- [TEXTO EXTRAÍDO]:
****
O Lhavo, bem protegido, seguia à frente na habitual progressão tão nossa conhecida. Foi detectado um local onde o IN tinha pernoitado. Apanhado, cuidadosamente claro, algum material perdido e vistas as coberturas feitas com ramos de palmeira (era época de chuvas). Tivemos então consciência de que era um grande e bem armado grupo. Com mais cautelas ainda prosseguimos. Ao final do dia detectamos e confirmamos o local do acampamento.

Regressamos a Candamã e o Batalhão foi informado.

Dois dias depois, em madrugada com chuva miudinha, se a memória me não atraiçoa, os Pára-quedistas, heli-transportados claro, assaltaram o acampamento, destruíram tudo e todo o grupo reforçado do Cmdt do Paigc, Mamadu Indjai, se pôs em fuga. Nós ali emboscados, ajudados por outros não os detectamos.

Caíram numa emboscada, muitos quilómetros depois na estrada de Mansambo para o Xitole, montada pelo 3.º Grupo da “nossa 2339”. Baixas confirmadas e ferimentos graves no Mamadu Indjai.

Regressamos, ainda nesse dia a Mansambo com passagem e, nesse caso, talvez tenhamos pernoitado em Bambadinca.

- Em 24 de Agosto estávamos a fazer parte das tropas que faziam a primeira Operação Pato Rufia. Guiava as NT um elemento do Paigc, aprisionado aquando da destruição do acampamento do Mamadu Indjai.
Borregou a operação e regressamos.

Foi feita a versão dois da Pato Rufia e já não participamos.

Dias depois, já não o esperava, fomos para Afiá e Candamã. Seria uma estadia de um mês, com vinte meses de Comissão. O In desta vez não atacou.
****
- [INSTRUÇÃO ESCRITA]: Reproduza sem alterações o trecho do relato que se inicia com as palavras que contêm "O Lhavo, bem" e se encerra em "Batalhão foi informado.". As linhas constituem material à parte, sem relação com o relato.
****
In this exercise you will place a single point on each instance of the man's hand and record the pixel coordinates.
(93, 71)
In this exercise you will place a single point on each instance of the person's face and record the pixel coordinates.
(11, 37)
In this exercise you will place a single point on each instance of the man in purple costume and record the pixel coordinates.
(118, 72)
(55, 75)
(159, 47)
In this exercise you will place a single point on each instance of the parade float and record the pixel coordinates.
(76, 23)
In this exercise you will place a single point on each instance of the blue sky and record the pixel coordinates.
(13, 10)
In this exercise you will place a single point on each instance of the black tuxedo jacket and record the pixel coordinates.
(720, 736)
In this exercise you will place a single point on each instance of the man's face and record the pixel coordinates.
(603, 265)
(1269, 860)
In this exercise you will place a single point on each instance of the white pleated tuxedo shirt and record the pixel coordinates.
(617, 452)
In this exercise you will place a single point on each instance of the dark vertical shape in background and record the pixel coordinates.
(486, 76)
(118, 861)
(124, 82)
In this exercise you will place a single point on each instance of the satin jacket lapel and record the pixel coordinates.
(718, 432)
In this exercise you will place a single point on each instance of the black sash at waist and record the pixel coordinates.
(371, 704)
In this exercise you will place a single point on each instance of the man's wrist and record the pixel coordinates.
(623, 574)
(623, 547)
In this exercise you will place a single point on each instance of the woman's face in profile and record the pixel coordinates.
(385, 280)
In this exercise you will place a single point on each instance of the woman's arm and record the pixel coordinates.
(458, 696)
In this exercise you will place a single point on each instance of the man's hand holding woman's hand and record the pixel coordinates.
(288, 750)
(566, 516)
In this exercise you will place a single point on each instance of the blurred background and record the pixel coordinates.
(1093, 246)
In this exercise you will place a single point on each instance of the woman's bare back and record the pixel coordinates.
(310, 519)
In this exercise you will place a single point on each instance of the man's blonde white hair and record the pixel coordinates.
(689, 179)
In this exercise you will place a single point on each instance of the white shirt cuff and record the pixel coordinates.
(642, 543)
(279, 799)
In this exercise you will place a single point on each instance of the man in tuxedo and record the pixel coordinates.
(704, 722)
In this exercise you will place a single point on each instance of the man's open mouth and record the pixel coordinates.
****
- [RESPOSTA COMPLETA]:
O Lhavo, bem protegido, seguia à frente na habitual progressão tão nossa conhecida. Foi detectado um local onde o IN tinha pernoitado. Apanhado, cuidadosamente claro, algum material perdido e vistas as coberturas feitas com ramos de palmeira (era época de chuvas). Tivemos então consciência de que era um grande e bem armado grupo. Com mais cautelas ainda prosseguimos. Ao final do dia detectamos e confirmamos o local do acampamento.

Regressamos a Candamã e o Batalhão foi informado.